— Written instruction —
Which lines in the material below contain the string "window"? Return each of those lines, matching case exactly.

— Shape annotation entries —
__________

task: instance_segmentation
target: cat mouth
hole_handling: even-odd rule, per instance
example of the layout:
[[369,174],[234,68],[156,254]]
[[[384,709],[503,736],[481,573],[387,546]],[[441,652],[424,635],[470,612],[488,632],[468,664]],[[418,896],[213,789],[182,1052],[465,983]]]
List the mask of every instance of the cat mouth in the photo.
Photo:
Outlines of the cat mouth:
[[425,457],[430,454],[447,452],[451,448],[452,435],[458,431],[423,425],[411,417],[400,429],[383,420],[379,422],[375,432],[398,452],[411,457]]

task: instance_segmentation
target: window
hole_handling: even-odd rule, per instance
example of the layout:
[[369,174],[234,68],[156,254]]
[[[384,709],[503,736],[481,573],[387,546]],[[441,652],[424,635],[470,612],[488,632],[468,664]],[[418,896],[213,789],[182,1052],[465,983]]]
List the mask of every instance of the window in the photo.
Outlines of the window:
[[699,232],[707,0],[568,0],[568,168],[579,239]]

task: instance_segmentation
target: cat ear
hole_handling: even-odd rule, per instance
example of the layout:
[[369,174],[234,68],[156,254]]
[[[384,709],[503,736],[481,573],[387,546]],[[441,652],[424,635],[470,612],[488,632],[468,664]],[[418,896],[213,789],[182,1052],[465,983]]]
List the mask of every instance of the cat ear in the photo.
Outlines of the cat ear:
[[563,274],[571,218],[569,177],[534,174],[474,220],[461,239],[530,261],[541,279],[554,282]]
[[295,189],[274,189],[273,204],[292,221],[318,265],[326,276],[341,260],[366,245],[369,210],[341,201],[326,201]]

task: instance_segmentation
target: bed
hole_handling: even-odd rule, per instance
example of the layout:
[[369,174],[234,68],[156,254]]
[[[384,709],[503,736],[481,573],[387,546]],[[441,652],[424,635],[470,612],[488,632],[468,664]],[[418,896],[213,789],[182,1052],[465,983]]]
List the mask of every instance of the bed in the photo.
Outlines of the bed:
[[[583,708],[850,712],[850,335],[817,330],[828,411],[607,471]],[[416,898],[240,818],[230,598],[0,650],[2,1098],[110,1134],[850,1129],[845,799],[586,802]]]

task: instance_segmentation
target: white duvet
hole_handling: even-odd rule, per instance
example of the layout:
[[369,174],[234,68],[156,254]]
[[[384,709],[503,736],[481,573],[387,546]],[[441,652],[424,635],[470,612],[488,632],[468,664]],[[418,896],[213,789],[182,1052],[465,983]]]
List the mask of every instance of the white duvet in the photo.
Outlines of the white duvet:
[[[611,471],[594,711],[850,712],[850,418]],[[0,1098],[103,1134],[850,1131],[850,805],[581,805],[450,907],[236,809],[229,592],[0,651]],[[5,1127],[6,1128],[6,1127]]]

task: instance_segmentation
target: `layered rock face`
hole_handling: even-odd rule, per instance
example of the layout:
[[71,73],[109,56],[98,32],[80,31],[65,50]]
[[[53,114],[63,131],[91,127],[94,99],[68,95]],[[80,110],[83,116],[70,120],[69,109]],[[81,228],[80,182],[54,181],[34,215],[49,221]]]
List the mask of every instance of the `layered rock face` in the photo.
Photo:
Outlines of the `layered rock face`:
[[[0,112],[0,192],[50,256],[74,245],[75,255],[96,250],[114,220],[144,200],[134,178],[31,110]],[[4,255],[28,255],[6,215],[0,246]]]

__________

— Exercise solution —
target: window
List the mask of every instance of the window in the photo.
Outlines of the window:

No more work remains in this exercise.